- Text extract
* * * * * * * * *
What was so old and familiar came home to them as if it were now
for the first time discovered. Here and there were men who, having
had their fevered pulses stimulated almost to madness by the throes
that preceded or accompanied the Revolution, turned instinctively to
find repose in the eternal freshness that is in the outer world. This
tendency showed itself in different ways in different countries, and
expressed itself variously, according to the nature of the men who
were the organs of it. In France this new passion for Nature found a
representative in Rousseau, as early as 1759, in whose writings, in
spite of their mawkish sentiment, their morbid “self-torturing,” their
false politics and distorted morality, all men of taste have felt the
fascination of their eloquence and the picturesqueness with which
the shores of the Leman Lake are described. Later in the century,
Goethe, in Germany, expressed the same feeling with all the
difference there is between the Teutonic and the Gallic genius. More
than any poet before him, or any since, he combined the scientific
with the poetic view of Nature, or rather he studied the facts and
laws of Nature with the eye of a physicist, and saw the beauty that is
in these with the eye of a poet. It has been said of him that he
worshiped God in Nature. It would be more true to say, that
perceiving intelligently the unity that pervades all things, he felt
intensely the beauty of that unity, he delighted in the wide views of
the Universe which science had recently unfolded. But as the moral
side of things, as duty and self-surrender hardly entered into his
thoughts, it is misleading to speak of merely scientific contemplation
and æsthetic delight as worship or devotion. Worship implies a
personal relation to a personal being, and this was hardly in
Goethe’s thoughts at all. But whatever may be the true account of
his ultimate views, he is the German representative of the great
wave of feeling of which I speak.
* * * * * * * * *
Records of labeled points
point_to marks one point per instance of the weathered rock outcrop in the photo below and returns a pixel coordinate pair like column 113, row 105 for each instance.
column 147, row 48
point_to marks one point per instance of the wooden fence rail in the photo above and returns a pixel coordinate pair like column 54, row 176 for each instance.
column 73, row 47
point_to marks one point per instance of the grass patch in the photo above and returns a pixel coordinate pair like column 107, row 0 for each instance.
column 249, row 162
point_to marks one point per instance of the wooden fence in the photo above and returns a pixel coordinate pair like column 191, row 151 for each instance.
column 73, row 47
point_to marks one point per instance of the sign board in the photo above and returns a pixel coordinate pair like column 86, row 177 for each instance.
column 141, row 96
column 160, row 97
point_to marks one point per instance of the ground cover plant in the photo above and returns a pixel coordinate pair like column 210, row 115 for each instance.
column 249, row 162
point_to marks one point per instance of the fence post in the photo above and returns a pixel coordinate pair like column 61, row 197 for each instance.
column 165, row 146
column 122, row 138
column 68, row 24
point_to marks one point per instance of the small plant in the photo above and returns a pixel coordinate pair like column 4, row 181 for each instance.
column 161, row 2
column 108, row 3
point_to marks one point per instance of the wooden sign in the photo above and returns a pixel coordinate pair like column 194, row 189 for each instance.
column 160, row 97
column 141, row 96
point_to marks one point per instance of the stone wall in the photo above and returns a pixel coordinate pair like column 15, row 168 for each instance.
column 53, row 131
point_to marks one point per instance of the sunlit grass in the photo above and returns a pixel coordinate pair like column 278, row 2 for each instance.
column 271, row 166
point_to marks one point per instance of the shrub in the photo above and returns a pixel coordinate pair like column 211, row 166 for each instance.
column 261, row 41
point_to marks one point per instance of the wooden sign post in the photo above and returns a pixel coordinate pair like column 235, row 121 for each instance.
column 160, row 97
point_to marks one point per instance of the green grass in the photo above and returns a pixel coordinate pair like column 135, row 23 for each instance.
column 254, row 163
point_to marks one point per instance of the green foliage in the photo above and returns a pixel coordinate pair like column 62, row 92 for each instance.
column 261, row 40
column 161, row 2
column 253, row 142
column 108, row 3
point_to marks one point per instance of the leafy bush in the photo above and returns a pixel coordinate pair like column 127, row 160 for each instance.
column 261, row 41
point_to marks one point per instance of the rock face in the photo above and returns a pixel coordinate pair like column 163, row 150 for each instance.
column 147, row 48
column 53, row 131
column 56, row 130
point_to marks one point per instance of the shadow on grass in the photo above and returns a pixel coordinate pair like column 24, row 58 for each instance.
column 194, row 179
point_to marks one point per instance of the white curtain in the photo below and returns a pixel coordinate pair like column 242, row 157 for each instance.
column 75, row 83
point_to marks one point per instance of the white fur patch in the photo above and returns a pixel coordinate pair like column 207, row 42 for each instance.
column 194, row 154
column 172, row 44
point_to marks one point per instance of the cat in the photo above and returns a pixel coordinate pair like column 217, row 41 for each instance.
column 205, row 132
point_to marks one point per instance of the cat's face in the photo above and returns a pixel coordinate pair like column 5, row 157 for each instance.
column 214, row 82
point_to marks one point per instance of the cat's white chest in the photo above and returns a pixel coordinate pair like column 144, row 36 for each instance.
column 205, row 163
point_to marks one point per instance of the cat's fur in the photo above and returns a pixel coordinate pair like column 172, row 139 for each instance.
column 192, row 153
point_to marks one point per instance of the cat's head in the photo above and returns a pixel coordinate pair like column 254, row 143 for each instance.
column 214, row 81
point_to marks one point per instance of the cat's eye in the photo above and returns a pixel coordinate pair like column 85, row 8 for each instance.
* * * * * * * * *
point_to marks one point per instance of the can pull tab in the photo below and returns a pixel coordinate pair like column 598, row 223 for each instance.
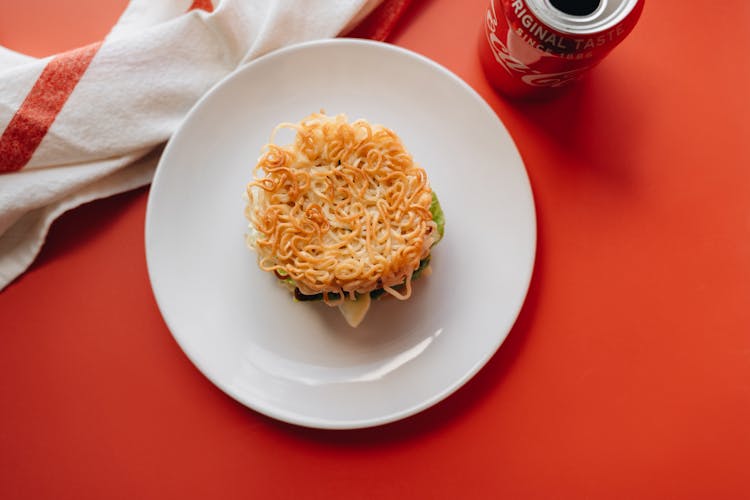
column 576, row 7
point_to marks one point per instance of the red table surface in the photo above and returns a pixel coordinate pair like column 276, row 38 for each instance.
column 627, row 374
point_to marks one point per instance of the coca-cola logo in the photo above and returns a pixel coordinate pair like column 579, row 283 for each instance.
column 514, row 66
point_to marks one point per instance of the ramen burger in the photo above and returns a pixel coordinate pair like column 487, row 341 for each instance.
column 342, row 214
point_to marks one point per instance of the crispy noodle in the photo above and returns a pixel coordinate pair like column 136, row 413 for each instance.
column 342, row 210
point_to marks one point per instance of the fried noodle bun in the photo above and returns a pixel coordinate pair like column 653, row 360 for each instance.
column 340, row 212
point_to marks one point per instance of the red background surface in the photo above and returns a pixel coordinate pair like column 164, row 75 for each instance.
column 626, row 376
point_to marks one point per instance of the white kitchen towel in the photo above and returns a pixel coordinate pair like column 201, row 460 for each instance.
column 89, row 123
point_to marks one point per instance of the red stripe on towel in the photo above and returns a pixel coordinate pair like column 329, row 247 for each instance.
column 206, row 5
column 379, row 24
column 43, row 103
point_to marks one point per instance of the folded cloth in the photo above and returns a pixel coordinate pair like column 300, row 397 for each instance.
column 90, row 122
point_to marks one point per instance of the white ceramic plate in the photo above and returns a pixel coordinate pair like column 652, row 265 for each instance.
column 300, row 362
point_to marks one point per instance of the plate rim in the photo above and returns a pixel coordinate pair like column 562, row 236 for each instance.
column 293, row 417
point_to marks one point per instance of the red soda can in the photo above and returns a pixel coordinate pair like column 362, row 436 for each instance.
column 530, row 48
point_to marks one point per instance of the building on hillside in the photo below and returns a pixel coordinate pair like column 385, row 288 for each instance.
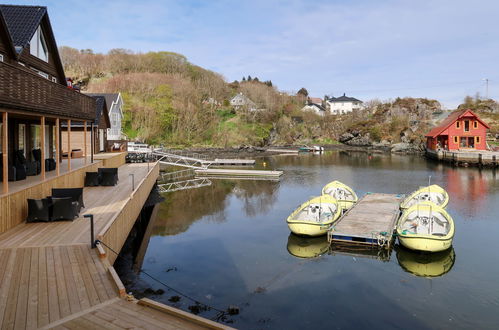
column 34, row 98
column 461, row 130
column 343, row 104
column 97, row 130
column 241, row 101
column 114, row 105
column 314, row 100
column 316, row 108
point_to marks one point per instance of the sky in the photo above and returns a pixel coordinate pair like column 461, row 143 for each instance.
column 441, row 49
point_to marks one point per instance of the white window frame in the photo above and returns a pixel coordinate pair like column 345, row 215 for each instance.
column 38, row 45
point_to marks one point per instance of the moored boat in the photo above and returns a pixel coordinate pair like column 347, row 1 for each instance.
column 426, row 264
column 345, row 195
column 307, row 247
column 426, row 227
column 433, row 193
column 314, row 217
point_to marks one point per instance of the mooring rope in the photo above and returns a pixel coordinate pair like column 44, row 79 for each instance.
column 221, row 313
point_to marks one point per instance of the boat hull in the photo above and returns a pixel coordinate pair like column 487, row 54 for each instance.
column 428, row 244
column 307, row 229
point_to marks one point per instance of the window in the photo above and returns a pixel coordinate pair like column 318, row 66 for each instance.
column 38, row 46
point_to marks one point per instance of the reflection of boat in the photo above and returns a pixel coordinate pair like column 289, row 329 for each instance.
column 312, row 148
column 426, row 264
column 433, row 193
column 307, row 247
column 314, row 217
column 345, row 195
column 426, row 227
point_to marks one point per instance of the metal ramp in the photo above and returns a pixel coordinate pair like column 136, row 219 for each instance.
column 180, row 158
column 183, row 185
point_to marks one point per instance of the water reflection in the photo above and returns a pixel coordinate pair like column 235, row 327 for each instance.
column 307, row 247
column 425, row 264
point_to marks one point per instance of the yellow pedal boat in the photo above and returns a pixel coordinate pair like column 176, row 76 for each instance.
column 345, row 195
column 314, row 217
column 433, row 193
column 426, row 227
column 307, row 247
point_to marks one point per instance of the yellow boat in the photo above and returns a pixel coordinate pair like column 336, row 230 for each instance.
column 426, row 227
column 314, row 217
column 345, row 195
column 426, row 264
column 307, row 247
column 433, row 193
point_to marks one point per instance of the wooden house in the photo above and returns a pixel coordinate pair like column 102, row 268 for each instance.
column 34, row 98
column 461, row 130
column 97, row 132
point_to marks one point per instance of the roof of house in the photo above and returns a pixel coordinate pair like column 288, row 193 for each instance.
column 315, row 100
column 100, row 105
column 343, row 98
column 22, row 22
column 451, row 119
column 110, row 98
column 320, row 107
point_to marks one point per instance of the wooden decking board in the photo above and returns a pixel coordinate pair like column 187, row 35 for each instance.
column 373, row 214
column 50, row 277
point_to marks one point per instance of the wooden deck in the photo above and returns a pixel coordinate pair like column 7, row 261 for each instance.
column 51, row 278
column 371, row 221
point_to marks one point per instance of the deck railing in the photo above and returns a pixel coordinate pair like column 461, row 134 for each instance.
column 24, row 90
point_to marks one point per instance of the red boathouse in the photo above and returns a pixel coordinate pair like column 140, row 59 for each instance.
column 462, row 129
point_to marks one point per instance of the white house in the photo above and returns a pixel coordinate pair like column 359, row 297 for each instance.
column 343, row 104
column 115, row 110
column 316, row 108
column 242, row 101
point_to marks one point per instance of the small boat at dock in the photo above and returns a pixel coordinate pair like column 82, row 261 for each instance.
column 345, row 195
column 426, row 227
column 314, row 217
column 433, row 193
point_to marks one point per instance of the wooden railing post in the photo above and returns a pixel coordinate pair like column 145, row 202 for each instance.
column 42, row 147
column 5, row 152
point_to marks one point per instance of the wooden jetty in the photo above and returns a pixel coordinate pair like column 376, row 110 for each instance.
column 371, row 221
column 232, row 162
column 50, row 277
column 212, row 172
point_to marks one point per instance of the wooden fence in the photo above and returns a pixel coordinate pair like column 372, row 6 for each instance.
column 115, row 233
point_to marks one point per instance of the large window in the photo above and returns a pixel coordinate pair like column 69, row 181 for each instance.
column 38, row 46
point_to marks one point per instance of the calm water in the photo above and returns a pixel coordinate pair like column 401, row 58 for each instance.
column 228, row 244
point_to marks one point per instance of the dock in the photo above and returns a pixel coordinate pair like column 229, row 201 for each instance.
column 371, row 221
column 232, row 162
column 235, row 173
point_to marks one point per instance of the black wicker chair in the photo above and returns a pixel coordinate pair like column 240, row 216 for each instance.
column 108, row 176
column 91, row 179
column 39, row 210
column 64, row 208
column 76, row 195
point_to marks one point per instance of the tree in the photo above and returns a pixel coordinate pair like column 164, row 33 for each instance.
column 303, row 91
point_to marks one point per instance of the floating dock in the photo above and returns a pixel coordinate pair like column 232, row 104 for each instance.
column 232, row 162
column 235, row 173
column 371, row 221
* * * * * * * * *
- Objectives
[A] Extract the full passage about Rousseau, Goethe and the new feeling for Nature, word for word.
[B] From the records, copy the lines word for word, starting at the line that has "point_to marks one point per instance of the red background" and stopping after the line that has "column 626, row 376".
The passage and the records have no connection to each other.

- Results for each task
[A]
What was so old and familiar came home to them as if it were now
for the first time discovered. Here and there were men who, having
had their fevered pulses stimulated almost to madness by the throes
that preceded or accompanied the Revolution, turned instinctively to
find repose in the eternal freshness that is in the outer world. This
tendency showed itself in different ways in different countries, and
expressed itself variously, according to the nature of the men who
were the organs of it. In France this new passion for Nature found a
representative in Rousseau, as early as 1759, in whose writings, in
spite of their mawkish sentiment, their morbid “self-torturing,” their
false politics and distorted morality, all men of taste have felt the
fascination of their eloquence and the picturesqueness with which
the shores of the Leman Lake are described. Later in the century,
Goethe, in Germany, expressed the same feeling with all the
difference there is between the Teutonic and the Gallic genius. More
than any poet before him, or any since, he combined the scientific
with the poetic view of Nature, or rather he studied the facts and
laws of Nature with the eye of a physicist, and saw the beauty that is
in these with the eye of a poet. It has been said of him that he
worshiped God in Nature. It would be more true to say, that
perceiving intelligently the unity that pervades all things, he felt
intensely the beauty of that unity, he delighted in the wide views of
the Universe which science had recently unfolded. But as the moral
side of things, as duty and self-surrender hardly entered into his
thoughts, it is misleading to speak of merely scientific contemplation
and æsthetic delight as worship or devotion. Worship implies a
personal relation to a personal being, and this was hardly in
Goethe’s thoughts at all. But whatever may be the true account of
his ultimate views, he is the German representative of the great
wave of feeling of which I speak.

[B]
point_to marks one point per instance of the red background surface in the photo above and returns a pixel coordinate pair like column 164, row 75 for each instance.
column 626, row 376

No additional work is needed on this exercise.